- **Text shown**
Segment Open

I Don't Like Spiders and Snakes....


Spring is here and our outdoor activities are on the increase. With higher temperatures, we also expect increased activity of insects, spiders, and snakes.  Many times, our interaction with these potential harmful ‘critters’ are benign, however there are times that our encounters result in bites or stings that require a doctor’s office or emergency room visit.  


Let’s take a moment to review how we can protect ourselves.  

Protection from Spiders 

  • Wear long pants, socks, and long-sleeved shirts.
  • Use insect repellents that contain DEET or Picaridin.
  • Treat bites and stings with over-the-counter products that relieve pain and prevent infection.
  • Severe reactions to spider bites (chest pain, nausea, sweating, loss of breath, serious swelling or slurred speech) require immediate medical treatment.


Prevention of potential snakes bites

  • Watch where you put your hands and feet when removing debris. If possible, don’t place your fingers under debris you are moving. Wear heavy gloves.

Segment Closed

- **Information given**
Segment Open

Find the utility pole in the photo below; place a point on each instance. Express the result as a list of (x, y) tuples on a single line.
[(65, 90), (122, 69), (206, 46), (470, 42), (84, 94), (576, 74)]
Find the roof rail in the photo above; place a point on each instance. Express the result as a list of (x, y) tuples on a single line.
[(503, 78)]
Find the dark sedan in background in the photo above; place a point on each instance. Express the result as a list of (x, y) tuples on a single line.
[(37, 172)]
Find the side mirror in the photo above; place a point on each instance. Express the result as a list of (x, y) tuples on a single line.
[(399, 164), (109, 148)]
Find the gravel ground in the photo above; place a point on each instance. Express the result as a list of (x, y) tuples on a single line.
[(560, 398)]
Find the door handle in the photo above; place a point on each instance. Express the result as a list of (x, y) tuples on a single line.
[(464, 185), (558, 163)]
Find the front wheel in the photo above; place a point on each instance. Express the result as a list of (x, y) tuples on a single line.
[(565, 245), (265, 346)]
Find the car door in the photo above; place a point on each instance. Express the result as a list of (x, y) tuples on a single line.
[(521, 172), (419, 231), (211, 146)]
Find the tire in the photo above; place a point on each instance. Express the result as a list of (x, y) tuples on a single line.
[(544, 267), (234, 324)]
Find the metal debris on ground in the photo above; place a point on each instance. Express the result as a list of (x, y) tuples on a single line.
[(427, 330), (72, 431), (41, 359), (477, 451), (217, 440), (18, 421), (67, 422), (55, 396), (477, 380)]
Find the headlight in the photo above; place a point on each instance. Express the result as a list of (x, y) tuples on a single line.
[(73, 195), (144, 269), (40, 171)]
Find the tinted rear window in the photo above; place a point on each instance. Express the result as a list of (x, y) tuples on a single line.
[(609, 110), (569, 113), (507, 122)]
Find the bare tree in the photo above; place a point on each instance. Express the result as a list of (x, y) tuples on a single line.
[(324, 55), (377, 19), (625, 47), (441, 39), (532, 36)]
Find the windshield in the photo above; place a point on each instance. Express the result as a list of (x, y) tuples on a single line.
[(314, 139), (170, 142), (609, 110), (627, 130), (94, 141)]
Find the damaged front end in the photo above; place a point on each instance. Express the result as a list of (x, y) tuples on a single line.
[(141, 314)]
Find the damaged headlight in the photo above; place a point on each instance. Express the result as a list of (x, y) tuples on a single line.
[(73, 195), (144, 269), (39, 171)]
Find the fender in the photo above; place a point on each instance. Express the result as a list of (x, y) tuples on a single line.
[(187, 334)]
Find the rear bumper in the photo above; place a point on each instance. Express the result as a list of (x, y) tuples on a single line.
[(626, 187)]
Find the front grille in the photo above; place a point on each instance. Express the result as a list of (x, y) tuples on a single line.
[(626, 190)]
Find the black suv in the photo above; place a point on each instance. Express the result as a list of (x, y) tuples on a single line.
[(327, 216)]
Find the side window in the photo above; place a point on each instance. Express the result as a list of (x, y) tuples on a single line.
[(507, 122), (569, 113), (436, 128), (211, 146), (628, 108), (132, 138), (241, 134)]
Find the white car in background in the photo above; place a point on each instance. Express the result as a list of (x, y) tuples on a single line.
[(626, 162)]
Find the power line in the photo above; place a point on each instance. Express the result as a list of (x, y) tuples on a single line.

Segment Closed

From the text on spiders and snakes, transcribe word for word the part that opens with the words "Protection from Spiders" and closes with "immediate medical treatment.".

Protection from Spiders 

  • Wear long pants, socks, and long-sleeved shirts.
  • Use insect repellents that contain DEET or Picaridin.
  • Treat bites and stings with over-the-counter products that relieve pain and prevent infection.
  • Severe reactions to spider bites (chest pain, nausea, sweating, loss of breath, serious swelling or slurred speech) require immediate medical treatment.